- _TEXTO FORNECIDO_:

O Estado, na qualidade de provedor da proteção da sociedade, tem a obrigação de adotar procedimentos que impeçam, reduzam, restrinjam, mitiguem qualquer tipo de violência.
Quero crer, otimistamente, que, em razão disso, o Ministério da Justiça e Segurança Pública (MJSP) apresentou ao Congresso uma proposta para conter a aceleração da espiral da violência, documento que passou a ter a fantasiosa, a utópica denominação de “PEC da Segurança”.
Isso porque a moção de algumas poucas medidas para frear a criminalidade – que é uma parte da “segurança” (há outras ameaças à sociedade, além dela) – não aborda o enfrentamento e a correção de fatores geradores de violência, visto que contempla sugestões para (presumíveis e discutíveis) melhorias na atividade policial.
Um erro crasso, visto que a violência é menos um problema policial que uma grave e complexa vulnerabilidade sociopolítica! No caso, é importante lembrar que Polícia é uma atividade, desenvolvida por determinadas instituições estatais, que fazem o provimento da proteção da sociedade, mantendo a Ordem mediante específico exercício do Poder e da Força de Polícia.
Ou seja, esses órgãos não existem para fazer, apenas, a contenção criminal (no popular, correr atrás de ladrão ou prender bandido), mas, sim, para impedir ou mitigar qualquer tipo de ameaça à preservação da vida e/ou à perpetuação da espécie. Também, é muito importante entender que as Polícias não atuam nas causas e, qualquer iniciativa, tida ou dita como abrangente, para contenção da criminalidade, que não contemple ações prioritárias em sua origem, tende a constituir-se em mero paliativo.
Pressupondo que, por hipótese, a intenção era sugerir medidas com repercussão, tão somente, nessa inquietante e angustiante ameaça-crime, constata-se que essa PEC (não mais da abrangente segurança pública, mas da restritiva contenção da criminalidade) é insuficiente, inadequada e inconsequente.
Insuficiente porque deixa de abordar temas extremamente importantes, nessa caminhada em busca do utópico ambiente de segurança. É de se reconhecer, porém, que essa PEC aborda um ponto muito interessante: a urgente necessidade de haver “coordenação” em atividades policiais nos três níveis e, ainda, nas interações, quando de trabalhos conjuntos de órgãos policiais de dois ou três níveis.
Em razão de ela estar na CCJ da Câmara dos Deputados, inadequações deverão ser identificadas quando do exame de sua admissibilidade. Uma delas é a inclusão – no Art. 21 da CF/88, que trata da competência da União – de dois incisos:
XXVII – estabelecer a política e o plano nacional de segurança pública e defesa social …; XXVIII – coordenar o sistema único de segurança pública e defesa social e …;
Mas, em seguida, apresenta o “Parágrafo único. As competências da União de que tratam os incisos XXVII e XXVIII do caput não excluem as competências comuns e concorrentes dos demais entes federativos relativas à segurança pública e à defesa social …”.

- _O QUE FAZER_:
Reproduza, sem alterar nada, tudo o que vai de "O Estado, na" até "na atividade policial." no texto sobre a PEC da Segurança.

Dados armazenados
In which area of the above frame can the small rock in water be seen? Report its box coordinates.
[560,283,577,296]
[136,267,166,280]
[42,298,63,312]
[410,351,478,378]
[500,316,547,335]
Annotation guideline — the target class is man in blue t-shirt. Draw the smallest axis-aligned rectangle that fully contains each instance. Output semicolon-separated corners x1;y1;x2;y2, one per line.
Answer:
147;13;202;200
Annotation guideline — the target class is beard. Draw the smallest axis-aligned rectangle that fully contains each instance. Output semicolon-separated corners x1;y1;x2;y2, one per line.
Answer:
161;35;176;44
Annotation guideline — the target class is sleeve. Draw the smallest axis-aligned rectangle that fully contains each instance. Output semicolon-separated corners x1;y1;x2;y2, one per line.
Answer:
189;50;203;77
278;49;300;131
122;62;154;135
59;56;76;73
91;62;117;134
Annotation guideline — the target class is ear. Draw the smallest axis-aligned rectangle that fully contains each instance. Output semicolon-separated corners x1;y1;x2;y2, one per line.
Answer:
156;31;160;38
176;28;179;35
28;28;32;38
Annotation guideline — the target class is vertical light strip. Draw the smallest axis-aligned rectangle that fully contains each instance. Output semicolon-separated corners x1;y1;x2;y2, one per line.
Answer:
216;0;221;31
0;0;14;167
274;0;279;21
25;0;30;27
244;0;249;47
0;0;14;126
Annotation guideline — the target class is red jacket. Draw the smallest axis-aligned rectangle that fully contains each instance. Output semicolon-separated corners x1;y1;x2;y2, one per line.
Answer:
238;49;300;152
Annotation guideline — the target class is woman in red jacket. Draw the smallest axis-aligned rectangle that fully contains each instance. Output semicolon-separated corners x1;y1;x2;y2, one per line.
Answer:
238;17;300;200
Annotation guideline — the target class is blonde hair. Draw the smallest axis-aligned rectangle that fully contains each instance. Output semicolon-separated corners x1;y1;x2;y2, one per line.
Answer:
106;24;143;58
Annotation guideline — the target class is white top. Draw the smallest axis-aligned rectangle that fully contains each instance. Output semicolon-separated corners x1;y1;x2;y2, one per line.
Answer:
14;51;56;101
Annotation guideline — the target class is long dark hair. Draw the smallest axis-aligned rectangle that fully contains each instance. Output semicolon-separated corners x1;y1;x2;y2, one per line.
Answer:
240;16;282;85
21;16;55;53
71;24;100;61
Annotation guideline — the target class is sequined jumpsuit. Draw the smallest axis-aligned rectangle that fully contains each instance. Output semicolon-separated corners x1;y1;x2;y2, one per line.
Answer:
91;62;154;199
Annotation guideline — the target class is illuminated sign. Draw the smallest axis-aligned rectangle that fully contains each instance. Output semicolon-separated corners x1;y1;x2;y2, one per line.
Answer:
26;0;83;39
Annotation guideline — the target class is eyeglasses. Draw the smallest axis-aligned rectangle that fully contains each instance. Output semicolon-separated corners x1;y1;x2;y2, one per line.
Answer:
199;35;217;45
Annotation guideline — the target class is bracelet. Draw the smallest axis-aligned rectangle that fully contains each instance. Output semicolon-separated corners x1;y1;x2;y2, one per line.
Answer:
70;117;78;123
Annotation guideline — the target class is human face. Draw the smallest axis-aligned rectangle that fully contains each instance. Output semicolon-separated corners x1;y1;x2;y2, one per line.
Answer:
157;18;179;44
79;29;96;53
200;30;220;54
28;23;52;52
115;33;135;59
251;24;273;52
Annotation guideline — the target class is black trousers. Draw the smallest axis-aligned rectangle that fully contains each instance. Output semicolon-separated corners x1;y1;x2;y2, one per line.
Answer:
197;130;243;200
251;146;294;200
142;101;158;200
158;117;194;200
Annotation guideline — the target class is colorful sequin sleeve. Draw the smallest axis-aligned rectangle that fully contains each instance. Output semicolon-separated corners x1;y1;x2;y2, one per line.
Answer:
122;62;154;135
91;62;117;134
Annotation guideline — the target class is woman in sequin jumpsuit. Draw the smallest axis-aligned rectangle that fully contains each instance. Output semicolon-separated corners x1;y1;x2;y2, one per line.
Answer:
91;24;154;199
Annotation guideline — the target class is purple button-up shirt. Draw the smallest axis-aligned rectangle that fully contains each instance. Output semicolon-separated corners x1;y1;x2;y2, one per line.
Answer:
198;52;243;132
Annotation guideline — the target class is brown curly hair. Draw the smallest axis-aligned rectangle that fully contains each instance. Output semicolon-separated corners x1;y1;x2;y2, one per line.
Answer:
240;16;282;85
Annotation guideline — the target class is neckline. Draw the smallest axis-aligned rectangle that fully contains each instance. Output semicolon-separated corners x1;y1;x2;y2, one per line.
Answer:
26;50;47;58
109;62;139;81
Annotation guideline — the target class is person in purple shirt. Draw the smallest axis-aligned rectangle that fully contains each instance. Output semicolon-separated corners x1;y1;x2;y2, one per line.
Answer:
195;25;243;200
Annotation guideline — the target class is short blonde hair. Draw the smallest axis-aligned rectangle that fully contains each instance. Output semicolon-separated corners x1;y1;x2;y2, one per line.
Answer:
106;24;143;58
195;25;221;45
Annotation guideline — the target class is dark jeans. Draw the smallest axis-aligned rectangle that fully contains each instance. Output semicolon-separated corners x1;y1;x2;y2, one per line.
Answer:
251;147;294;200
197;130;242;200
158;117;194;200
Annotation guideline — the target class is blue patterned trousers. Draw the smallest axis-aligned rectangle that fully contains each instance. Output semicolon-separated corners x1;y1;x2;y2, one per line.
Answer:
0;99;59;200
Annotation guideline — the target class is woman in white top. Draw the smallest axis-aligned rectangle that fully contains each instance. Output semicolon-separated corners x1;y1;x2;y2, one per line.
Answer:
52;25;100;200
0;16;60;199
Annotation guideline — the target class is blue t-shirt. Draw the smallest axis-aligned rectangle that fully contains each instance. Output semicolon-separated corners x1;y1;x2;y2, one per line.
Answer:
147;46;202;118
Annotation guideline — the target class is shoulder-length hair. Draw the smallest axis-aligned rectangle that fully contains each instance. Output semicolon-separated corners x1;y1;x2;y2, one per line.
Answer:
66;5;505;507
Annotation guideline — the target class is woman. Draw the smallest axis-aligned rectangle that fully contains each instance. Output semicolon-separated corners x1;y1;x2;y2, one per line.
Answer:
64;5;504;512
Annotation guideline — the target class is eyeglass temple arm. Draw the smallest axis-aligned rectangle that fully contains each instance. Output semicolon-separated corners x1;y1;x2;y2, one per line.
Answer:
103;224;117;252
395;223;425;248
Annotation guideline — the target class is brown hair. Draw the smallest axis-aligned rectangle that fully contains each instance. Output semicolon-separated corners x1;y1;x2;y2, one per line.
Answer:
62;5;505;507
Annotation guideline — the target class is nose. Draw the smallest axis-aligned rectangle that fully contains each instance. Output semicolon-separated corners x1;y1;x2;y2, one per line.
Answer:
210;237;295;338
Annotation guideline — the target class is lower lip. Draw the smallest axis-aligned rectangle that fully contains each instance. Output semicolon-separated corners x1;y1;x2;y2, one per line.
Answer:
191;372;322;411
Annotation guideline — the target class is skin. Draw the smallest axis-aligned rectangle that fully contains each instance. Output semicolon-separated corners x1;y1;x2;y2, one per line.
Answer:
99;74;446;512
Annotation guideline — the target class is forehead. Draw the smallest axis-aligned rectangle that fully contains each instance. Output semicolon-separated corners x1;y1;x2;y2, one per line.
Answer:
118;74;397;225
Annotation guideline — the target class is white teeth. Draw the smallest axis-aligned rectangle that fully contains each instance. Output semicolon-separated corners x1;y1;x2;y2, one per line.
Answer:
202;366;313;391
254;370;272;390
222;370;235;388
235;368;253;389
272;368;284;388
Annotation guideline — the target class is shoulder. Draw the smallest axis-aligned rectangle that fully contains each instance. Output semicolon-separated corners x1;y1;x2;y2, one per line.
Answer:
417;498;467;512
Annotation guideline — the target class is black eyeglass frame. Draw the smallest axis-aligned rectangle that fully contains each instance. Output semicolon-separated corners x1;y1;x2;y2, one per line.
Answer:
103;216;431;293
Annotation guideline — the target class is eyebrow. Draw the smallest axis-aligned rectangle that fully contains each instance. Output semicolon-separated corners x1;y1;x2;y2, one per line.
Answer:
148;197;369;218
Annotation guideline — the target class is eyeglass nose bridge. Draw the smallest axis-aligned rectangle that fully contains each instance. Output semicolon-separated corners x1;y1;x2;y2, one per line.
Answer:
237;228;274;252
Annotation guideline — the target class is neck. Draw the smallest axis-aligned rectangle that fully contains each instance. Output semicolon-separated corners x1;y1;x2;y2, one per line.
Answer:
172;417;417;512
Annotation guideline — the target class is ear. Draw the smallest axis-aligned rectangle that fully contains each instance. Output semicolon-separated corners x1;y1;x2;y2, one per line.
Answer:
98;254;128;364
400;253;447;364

- _RESULTADO_:
O Estado, na qualidade de provedor da proteção da sociedade, tem a obrigação de adotar procedimentos que impeçam, reduzam, restrinjam, mitiguem qualquer tipo de violência.
Quero crer, otimistamente, que, em razão disso, o Ministério da Justiça e Segurança Pública (MJSP) apresentou ao Congresso uma proposta para conter a aceleração da espiral da violência, documento que passou a ter a fantasiosa, a utópica denominação de “PEC da Segurança”.
Isso porque a moção de algumas poucas medidas para frear a criminalidade – que é uma parte da “segurança” (há outras ameaças à sociedade, além dela) – não aborda o enfrentamento e a correção de fatores geradores de violência, visto que contempla sugestões para (presumíveis e discutíveis) melhorias na atividade policial.